-- START The data --

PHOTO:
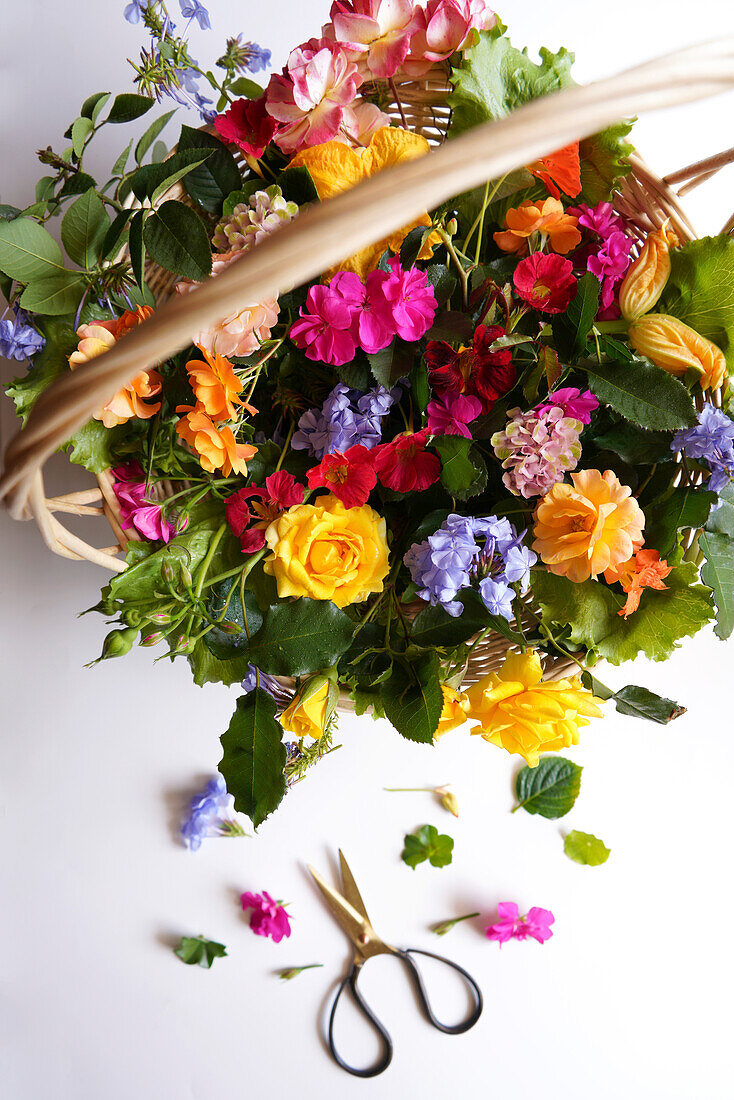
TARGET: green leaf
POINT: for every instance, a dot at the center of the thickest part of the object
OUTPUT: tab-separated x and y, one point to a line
413	699
197	950
84	228
686	507
151	134
129	106
176	239
718	572
254	757
463	470
641	703
427	844
28	251
300	637
642	393
550	789
53	295
217	177
700	290
591	612
584	848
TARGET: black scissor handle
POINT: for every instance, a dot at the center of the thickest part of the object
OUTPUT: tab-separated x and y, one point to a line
386	1042
423	996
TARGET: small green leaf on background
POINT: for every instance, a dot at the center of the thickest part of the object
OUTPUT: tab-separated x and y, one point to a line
197	950
550	789
427	844
585	848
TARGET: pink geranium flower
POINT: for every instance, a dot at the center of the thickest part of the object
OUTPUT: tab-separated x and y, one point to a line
267	917
412	300
546	282
536	924
450	413
314	95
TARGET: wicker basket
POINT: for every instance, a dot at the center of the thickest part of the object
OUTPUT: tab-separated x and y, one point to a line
322	235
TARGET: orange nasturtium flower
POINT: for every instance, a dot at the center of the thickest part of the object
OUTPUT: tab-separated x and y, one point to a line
95	340
644	571
215	447
336	167
559	172
547	218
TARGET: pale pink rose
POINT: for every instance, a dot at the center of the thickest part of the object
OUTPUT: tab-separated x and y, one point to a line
311	99
241	332
375	33
444	28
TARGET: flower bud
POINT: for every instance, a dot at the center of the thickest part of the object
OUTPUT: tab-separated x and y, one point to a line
678	349
646	277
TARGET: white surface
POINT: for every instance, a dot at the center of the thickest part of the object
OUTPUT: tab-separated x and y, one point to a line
632	994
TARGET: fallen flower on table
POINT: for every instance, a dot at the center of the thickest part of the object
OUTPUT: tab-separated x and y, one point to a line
511	925
269	917
198	950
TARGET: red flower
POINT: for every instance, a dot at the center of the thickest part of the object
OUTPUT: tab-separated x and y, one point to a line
546	282
350	475
248	125
405	465
474	371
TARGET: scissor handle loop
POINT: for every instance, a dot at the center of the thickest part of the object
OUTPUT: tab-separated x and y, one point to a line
423	994
376	1025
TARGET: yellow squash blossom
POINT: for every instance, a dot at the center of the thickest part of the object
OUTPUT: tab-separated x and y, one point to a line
327	551
521	713
336	167
588	527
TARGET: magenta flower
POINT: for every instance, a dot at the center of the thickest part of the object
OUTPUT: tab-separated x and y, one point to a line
412	300
267	916
449	414
536	924
135	512
574	404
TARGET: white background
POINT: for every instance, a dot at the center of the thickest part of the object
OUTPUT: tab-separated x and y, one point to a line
632	994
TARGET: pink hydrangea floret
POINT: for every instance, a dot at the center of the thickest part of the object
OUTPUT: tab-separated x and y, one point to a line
535	924
536	449
267	917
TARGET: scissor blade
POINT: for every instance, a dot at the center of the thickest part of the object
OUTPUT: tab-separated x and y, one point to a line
353	923
351	893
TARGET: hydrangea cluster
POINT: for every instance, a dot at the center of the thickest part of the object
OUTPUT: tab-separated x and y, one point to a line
536	449
710	441
347	417
466	551
252	221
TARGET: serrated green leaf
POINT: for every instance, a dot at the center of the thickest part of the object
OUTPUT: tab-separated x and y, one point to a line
550	789
642	393
254	757
585	848
718	572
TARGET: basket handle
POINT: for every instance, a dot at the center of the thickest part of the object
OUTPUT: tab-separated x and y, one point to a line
327	232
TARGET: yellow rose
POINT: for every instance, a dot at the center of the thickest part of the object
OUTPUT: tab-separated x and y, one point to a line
521	713
327	551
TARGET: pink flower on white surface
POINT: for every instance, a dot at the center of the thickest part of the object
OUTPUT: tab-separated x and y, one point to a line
511	925
449	414
375	33
311	98
444	28
241	332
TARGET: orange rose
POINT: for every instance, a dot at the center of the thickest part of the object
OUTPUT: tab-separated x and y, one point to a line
588	527
216	448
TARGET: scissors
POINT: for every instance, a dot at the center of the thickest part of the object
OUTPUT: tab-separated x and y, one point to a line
349	910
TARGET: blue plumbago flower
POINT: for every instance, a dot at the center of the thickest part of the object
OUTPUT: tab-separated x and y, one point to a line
347	417
710	441
464	549
19	340
192	9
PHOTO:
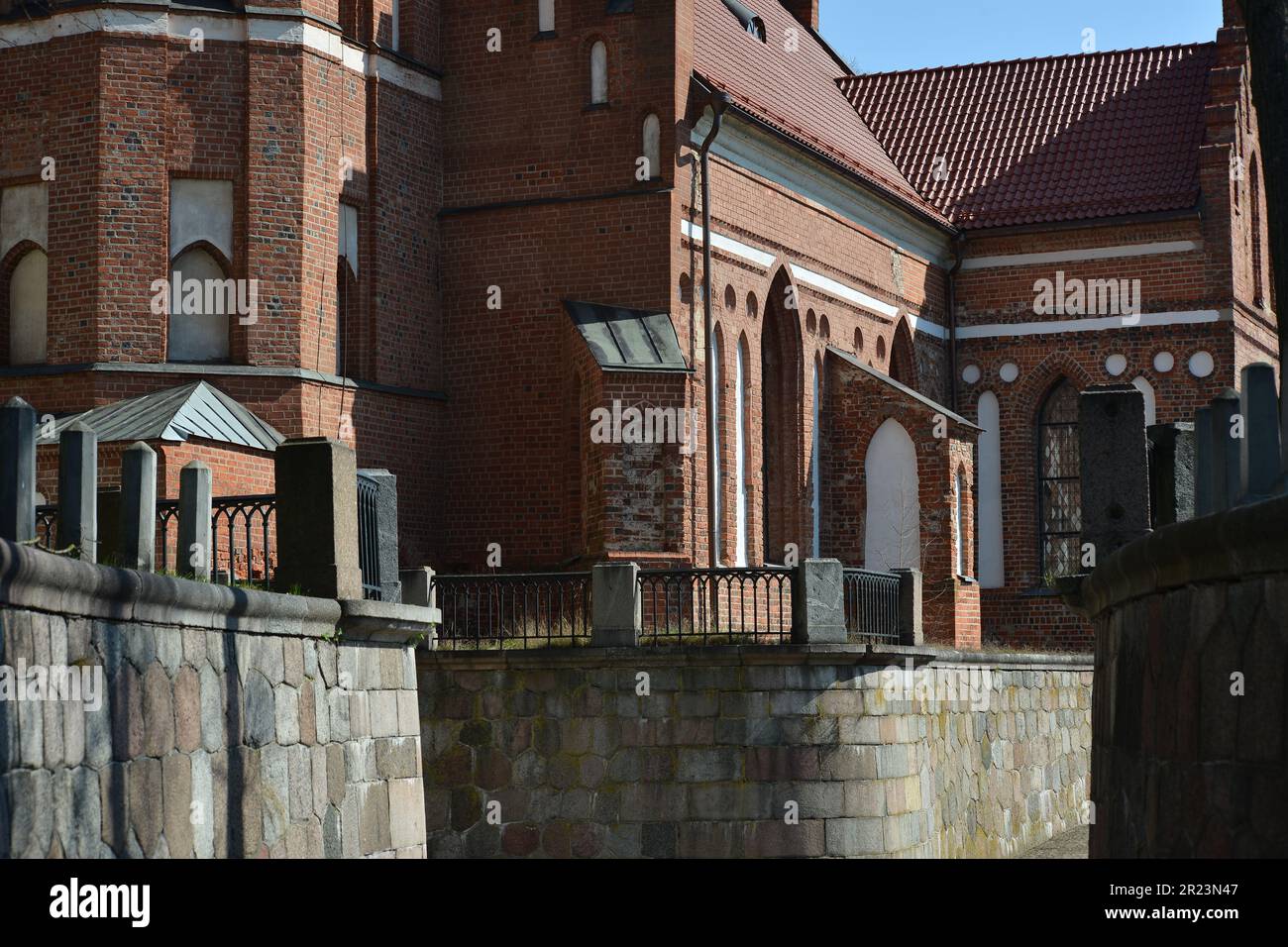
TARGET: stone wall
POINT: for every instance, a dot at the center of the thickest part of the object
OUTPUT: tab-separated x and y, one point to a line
223	722
555	753
1190	755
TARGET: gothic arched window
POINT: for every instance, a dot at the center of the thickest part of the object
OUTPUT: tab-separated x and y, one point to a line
1059	484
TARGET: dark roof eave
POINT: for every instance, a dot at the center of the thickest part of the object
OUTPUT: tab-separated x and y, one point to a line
870	184
885	379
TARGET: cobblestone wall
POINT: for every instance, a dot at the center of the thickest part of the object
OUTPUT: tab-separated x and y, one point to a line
778	751
129	737
1190	754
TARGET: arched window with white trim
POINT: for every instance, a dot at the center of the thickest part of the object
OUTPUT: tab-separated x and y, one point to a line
1150	402
599	73
201	300
29	309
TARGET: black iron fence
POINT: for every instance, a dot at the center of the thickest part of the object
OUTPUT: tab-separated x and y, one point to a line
513	611
871	605
716	605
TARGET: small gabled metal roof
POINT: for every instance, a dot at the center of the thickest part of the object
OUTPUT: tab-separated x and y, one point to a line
176	414
627	339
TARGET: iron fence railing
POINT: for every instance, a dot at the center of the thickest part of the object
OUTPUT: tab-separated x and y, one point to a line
513	611
716	605
243	534
871	605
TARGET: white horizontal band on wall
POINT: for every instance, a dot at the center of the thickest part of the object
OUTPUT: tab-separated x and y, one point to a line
1145	320
231	29
1098	253
810	278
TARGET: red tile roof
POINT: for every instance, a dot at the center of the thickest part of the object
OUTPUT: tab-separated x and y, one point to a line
795	93
1061	138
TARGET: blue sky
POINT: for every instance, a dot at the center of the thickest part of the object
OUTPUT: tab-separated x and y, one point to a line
883	35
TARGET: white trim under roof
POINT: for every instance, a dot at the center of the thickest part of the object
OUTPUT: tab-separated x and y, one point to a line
294	27
1096	253
1145	320
824	283
761	154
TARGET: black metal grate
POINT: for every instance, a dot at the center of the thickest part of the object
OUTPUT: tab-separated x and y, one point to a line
1059	484
871	605
369	538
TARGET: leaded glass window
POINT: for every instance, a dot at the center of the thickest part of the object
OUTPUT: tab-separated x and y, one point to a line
1059	484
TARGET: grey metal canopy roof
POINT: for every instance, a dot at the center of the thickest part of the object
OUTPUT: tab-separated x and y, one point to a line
917	395
176	414
627	339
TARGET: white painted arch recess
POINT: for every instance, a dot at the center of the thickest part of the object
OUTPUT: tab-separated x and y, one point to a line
892	535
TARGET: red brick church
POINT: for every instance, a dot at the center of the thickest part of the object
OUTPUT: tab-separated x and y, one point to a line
469	240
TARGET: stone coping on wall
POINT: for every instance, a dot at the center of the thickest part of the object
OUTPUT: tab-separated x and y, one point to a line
1223	547
698	656
48	582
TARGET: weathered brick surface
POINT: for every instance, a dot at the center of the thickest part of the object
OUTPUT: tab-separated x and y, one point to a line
733	758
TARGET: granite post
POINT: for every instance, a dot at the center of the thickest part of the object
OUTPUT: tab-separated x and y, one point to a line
1258	449
1115	467
196	535
317	518
617	612
77	489
138	513
910	605
1225	450
17	471
818	603
1171	474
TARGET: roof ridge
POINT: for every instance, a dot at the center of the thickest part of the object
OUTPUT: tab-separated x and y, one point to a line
1025	60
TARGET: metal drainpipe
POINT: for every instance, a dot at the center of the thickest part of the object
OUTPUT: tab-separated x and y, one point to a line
719	102
958	248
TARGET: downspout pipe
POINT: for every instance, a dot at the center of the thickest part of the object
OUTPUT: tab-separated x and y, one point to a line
958	250
719	102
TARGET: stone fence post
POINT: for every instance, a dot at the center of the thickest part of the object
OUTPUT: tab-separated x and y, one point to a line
818	603
138	534
616	605
317	518
17	471
1258	449
1171	474
196	536
1225	450
77	489
386	534
910	607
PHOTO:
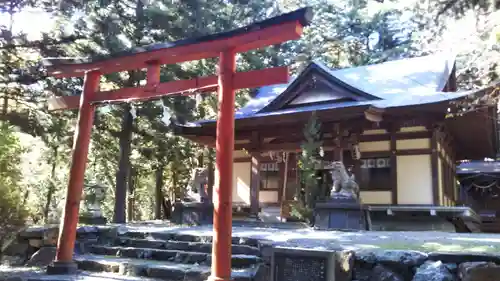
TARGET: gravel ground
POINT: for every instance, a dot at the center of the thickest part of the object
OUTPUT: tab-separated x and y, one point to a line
303	237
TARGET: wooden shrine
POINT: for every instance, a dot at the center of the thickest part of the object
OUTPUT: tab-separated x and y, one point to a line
225	46
480	189
389	122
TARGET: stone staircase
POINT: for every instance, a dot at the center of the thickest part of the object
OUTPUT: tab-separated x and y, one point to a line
169	256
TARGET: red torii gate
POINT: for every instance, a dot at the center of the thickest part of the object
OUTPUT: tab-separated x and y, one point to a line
223	45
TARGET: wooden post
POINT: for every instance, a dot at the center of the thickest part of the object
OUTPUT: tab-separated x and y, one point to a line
255	184
221	249
63	263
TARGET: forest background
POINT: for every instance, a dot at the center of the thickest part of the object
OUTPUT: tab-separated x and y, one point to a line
133	150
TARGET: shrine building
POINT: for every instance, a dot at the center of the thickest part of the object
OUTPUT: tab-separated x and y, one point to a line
394	124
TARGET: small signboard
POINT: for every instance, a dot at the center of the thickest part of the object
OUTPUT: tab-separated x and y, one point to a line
295	264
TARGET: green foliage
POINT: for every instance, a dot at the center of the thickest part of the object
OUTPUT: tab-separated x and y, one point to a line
343	33
12	213
308	159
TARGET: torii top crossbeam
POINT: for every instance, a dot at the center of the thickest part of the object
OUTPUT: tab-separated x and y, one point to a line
223	45
265	33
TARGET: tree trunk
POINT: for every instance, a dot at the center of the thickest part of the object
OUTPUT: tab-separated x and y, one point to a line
123	167
177	193
285	183
52	187
159	190
211	179
131	195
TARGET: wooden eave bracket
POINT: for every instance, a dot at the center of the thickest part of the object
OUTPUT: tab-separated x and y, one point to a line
374	114
155	89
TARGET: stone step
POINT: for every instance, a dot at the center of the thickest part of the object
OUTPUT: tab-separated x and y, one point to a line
36	274
201	247
158	270
177	256
185	237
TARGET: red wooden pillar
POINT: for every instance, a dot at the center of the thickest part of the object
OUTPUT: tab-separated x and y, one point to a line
67	229
221	249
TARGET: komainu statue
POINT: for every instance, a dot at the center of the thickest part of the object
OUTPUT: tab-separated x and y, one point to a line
344	185
197	183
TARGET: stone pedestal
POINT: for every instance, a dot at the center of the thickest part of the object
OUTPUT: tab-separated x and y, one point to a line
193	213
93	220
340	213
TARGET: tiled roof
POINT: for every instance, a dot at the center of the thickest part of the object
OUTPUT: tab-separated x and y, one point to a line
397	83
476	167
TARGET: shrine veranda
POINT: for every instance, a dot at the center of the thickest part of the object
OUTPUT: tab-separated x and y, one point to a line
391	123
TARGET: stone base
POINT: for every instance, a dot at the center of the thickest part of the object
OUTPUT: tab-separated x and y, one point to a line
340	214
92	220
192	213
62	268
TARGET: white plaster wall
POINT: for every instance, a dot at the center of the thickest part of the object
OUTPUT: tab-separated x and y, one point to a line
268	196
241	182
240	154
413	144
375	132
413	129
414	179
374	146
376	197
441	195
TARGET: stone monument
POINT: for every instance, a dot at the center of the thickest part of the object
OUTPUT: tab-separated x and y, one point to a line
196	209
93	196
343	210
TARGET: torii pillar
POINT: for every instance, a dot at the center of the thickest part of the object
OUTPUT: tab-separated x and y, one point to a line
223	45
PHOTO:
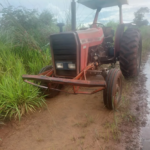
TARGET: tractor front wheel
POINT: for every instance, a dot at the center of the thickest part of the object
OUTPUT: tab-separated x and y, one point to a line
130	53
49	92
113	91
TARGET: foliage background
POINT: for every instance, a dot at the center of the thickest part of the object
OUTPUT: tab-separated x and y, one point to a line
24	49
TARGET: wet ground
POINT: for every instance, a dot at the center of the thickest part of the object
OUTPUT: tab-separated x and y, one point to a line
145	131
81	122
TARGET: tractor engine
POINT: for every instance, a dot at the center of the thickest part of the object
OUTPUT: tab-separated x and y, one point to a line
73	51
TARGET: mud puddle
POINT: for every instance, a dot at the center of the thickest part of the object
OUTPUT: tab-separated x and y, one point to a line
145	131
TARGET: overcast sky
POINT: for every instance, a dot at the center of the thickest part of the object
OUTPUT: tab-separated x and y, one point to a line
60	9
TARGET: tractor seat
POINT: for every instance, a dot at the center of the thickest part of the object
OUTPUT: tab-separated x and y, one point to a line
109	34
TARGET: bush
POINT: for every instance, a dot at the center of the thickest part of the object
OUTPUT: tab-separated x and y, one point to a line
18	97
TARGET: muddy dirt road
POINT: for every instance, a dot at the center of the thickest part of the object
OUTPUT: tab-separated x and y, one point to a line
81	122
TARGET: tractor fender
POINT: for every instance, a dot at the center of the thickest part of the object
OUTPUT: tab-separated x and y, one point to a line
119	34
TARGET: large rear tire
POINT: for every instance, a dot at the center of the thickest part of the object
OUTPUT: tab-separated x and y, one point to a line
130	53
113	91
48	92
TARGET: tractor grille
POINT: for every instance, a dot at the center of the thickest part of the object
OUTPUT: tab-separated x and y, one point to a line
64	50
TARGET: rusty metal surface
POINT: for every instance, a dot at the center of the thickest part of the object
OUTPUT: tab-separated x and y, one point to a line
66	81
40	86
80	92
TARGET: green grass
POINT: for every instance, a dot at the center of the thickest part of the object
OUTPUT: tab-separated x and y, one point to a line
17	97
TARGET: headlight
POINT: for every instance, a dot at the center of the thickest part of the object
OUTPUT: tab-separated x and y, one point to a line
59	65
71	66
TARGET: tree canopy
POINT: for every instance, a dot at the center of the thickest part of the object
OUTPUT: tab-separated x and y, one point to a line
139	16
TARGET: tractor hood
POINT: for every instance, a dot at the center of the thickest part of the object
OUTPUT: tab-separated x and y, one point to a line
95	4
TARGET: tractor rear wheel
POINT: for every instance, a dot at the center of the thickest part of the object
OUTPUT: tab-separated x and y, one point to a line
48	92
130	53
113	91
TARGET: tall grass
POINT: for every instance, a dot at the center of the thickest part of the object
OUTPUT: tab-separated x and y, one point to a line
17	97
145	31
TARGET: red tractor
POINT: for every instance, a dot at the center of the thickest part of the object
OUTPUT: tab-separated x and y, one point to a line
76	54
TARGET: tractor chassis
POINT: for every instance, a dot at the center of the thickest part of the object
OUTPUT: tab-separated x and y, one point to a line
79	81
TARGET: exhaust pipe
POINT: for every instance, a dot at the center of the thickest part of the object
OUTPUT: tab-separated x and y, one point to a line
73	15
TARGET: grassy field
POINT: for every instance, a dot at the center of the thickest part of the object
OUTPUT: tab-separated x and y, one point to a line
24	50
17	97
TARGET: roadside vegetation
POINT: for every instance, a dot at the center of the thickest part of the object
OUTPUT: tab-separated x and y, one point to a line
24	49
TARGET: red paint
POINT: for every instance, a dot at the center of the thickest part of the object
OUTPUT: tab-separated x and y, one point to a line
87	39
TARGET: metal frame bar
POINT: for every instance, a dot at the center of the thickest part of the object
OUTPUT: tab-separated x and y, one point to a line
96	18
120	14
45	76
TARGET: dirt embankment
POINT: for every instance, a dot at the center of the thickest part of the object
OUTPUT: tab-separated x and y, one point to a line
81	122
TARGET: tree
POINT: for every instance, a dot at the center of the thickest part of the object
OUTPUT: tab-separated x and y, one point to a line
26	28
139	16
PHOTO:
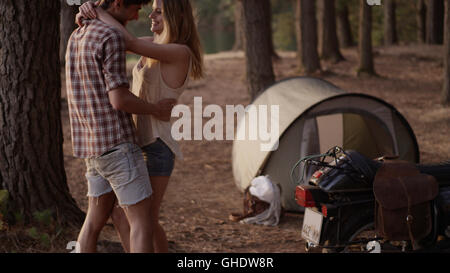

-- END The data --

Given request - Pull out every line of the items above that contains the string "trim". Case counts: a line matches only when its capitalization is identical.

Expected answer -
TARGET: arched window with white trim
TARGET: white trim under roof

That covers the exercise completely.